• _What needs to be done_:
Return the full listing exactly as it is written.

• _Collected data entries_:

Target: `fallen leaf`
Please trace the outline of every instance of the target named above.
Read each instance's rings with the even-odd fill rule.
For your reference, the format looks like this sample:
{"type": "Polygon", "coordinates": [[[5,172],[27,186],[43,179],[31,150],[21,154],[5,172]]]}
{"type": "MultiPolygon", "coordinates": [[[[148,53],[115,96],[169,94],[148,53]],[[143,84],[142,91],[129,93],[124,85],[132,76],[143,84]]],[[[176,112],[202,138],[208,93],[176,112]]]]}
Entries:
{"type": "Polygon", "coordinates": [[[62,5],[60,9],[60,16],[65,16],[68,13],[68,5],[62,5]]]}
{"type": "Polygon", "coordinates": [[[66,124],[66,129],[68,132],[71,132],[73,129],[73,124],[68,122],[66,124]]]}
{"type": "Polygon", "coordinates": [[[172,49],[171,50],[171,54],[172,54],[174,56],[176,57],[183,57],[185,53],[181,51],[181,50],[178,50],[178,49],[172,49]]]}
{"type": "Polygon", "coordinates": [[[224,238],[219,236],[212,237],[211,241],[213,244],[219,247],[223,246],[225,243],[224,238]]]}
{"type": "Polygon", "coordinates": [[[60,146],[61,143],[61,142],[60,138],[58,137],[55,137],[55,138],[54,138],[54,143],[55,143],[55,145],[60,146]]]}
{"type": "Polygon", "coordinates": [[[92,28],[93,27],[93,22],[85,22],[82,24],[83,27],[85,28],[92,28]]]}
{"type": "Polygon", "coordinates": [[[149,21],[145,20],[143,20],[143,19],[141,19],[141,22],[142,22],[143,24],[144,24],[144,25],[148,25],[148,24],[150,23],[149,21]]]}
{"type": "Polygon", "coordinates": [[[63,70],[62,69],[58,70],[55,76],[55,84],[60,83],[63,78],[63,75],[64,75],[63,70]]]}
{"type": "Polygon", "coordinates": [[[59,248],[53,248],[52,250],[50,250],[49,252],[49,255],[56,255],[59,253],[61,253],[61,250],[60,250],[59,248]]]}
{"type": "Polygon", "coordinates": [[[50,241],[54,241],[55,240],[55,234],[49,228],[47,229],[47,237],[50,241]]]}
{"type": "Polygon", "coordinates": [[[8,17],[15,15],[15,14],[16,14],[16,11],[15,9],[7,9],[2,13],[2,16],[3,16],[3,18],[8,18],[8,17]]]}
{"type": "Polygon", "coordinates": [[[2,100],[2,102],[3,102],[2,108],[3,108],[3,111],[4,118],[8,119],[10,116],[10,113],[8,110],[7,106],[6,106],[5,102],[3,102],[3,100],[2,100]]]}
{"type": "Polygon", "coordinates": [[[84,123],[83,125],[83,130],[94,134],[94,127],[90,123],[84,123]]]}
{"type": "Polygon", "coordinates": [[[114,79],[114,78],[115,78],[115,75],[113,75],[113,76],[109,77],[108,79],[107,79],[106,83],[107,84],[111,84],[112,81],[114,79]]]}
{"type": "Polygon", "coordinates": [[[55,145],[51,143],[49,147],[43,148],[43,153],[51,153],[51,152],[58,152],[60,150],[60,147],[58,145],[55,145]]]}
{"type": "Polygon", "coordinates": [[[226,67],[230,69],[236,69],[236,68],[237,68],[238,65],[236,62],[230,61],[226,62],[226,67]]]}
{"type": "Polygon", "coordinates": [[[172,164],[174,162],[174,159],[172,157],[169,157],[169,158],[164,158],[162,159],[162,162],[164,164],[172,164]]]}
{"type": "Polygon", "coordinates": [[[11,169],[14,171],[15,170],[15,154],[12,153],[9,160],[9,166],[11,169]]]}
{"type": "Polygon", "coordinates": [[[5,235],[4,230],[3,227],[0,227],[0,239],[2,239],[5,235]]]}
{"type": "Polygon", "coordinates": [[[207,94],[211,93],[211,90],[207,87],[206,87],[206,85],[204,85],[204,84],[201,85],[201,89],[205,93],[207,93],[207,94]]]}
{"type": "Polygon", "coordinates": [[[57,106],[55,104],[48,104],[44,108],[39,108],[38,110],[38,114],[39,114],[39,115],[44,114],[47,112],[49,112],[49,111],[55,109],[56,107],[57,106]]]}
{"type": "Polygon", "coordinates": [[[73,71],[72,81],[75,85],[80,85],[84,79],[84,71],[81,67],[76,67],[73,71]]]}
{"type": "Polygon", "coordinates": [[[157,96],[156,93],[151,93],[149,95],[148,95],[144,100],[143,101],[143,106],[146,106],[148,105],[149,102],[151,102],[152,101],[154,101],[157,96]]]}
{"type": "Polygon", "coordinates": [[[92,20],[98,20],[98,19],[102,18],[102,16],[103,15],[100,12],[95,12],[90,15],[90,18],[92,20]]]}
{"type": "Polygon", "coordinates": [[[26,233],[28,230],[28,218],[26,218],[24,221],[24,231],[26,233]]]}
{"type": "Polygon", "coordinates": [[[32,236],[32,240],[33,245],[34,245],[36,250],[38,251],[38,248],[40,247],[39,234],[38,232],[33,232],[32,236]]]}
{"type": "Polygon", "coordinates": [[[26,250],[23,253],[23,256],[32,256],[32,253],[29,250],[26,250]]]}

• _Output for this task_:
Target: `fallen leaf`
Please trace the outline of every instance of the target named above.
Read each instance's rings with the even-odd fill rule.
For your reference, the format looks like this sample:
{"type": "Polygon", "coordinates": [[[5,172],[27,186],[43,179],[31,150],[21,154],[5,172]]]}
{"type": "MultiPolygon", "coordinates": [[[[148,53],[115,96],[169,94],[148,53]],[[143,84],[142,91],[129,93],[124,85],[132,76],[143,84]]],[[[176,112],[202,138],[208,93],[176,112]]]]}
Entries:
{"type": "Polygon", "coordinates": [[[62,5],[60,9],[60,16],[65,16],[68,13],[68,5],[62,5]]]}
{"type": "Polygon", "coordinates": [[[66,124],[66,129],[68,132],[71,132],[73,129],[73,124],[68,122],[66,124]]]}
{"type": "Polygon", "coordinates": [[[172,49],[171,50],[171,54],[172,54],[174,56],[176,57],[183,57],[185,53],[181,51],[181,50],[178,50],[178,49],[172,49]]]}
{"type": "Polygon", "coordinates": [[[224,238],[219,236],[212,237],[211,241],[213,244],[219,247],[223,246],[225,243],[224,238]]]}
{"type": "Polygon", "coordinates": [[[60,146],[61,143],[61,142],[60,138],[58,137],[55,137],[55,138],[54,138],[54,143],[55,143],[55,145],[60,146]]]}
{"type": "Polygon", "coordinates": [[[92,28],[93,27],[93,22],[85,22],[82,24],[83,27],[85,28],[92,28]]]}
{"type": "Polygon", "coordinates": [[[149,21],[145,20],[143,20],[143,19],[141,19],[141,22],[142,22],[143,24],[144,24],[144,25],[148,25],[148,24],[150,23],[149,21]]]}
{"type": "Polygon", "coordinates": [[[63,70],[62,69],[58,70],[55,76],[55,84],[60,83],[63,78],[63,75],[64,75],[63,70]]]}
{"type": "Polygon", "coordinates": [[[59,248],[53,248],[52,250],[50,250],[49,252],[49,255],[56,255],[59,253],[61,253],[61,250],[60,250],[59,248]]]}
{"type": "Polygon", "coordinates": [[[50,241],[54,241],[55,240],[55,234],[49,228],[47,229],[47,237],[50,241]]]}
{"type": "Polygon", "coordinates": [[[8,17],[15,15],[15,14],[16,14],[16,11],[15,9],[7,9],[2,13],[2,16],[3,16],[3,18],[8,18],[8,17]]]}
{"type": "Polygon", "coordinates": [[[2,100],[2,102],[3,102],[2,108],[3,108],[3,111],[4,118],[8,119],[10,116],[10,113],[8,110],[7,106],[6,106],[5,102],[3,102],[3,100],[2,100]]]}
{"type": "Polygon", "coordinates": [[[84,123],[83,125],[83,130],[94,134],[94,127],[90,123],[84,123]]]}
{"type": "Polygon", "coordinates": [[[114,79],[114,78],[115,78],[115,75],[113,75],[113,76],[109,77],[108,79],[107,79],[106,83],[107,84],[111,84],[112,81],[114,79]]]}
{"type": "Polygon", "coordinates": [[[55,145],[51,143],[49,147],[43,148],[43,153],[51,153],[51,152],[58,152],[60,150],[60,147],[58,145],[55,145]]]}
{"type": "Polygon", "coordinates": [[[226,67],[230,69],[236,69],[236,68],[237,68],[238,65],[236,62],[230,61],[226,62],[226,67]]]}
{"type": "Polygon", "coordinates": [[[172,164],[174,162],[174,159],[172,157],[169,157],[169,158],[164,158],[162,159],[162,162],[164,164],[172,164]]]}
{"type": "Polygon", "coordinates": [[[11,169],[14,171],[15,170],[15,154],[12,153],[9,160],[9,166],[11,169]]]}
{"type": "Polygon", "coordinates": [[[5,235],[4,230],[3,227],[0,227],[0,239],[2,239],[5,235]]]}
{"type": "Polygon", "coordinates": [[[207,94],[211,93],[211,90],[207,87],[206,87],[206,85],[204,85],[204,84],[201,85],[201,89],[205,93],[207,93],[207,94]]]}
{"type": "Polygon", "coordinates": [[[57,106],[55,104],[48,104],[44,108],[39,108],[38,110],[38,114],[39,114],[39,115],[44,114],[47,112],[49,112],[49,111],[55,109],[56,107],[57,106]]]}
{"type": "Polygon", "coordinates": [[[73,71],[72,81],[75,85],[80,85],[84,79],[84,71],[81,67],[76,67],[73,71]]]}
{"type": "Polygon", "coordinates": [[[157,96],[156,93],[151,93],[149,95],[148,95],[144,100],[143,101],[143,106],[146,106],[148,105],[149,102],[151,102],[152,101],[154,101],[157,96]]]}
{"type": "Polygon", "coordinates": [[[92,20],[98,20],[98,19],[102,18],[102,16],[103,15],[100,12],[95,12],[90,15],[90,18],[92,20]]]}
{"type": "Polygon", "coordinates": [[[26,233],[28,230],[28,218],[26,218],[24,221],[24,231],[26,233]]]}
{"type": "Polygon", "coordinates": [[[32,236],[32,240],[33,245],[34,245],[36,250],[38,251],[38,248],[40,247],[39,234],[38,232],[33,232],[32,236]]]}
{"type": "Polygon", "coordinates": [[[26,250],[23,253],[23,256],[32,256],[32,253],[29,250],[26,250]]]}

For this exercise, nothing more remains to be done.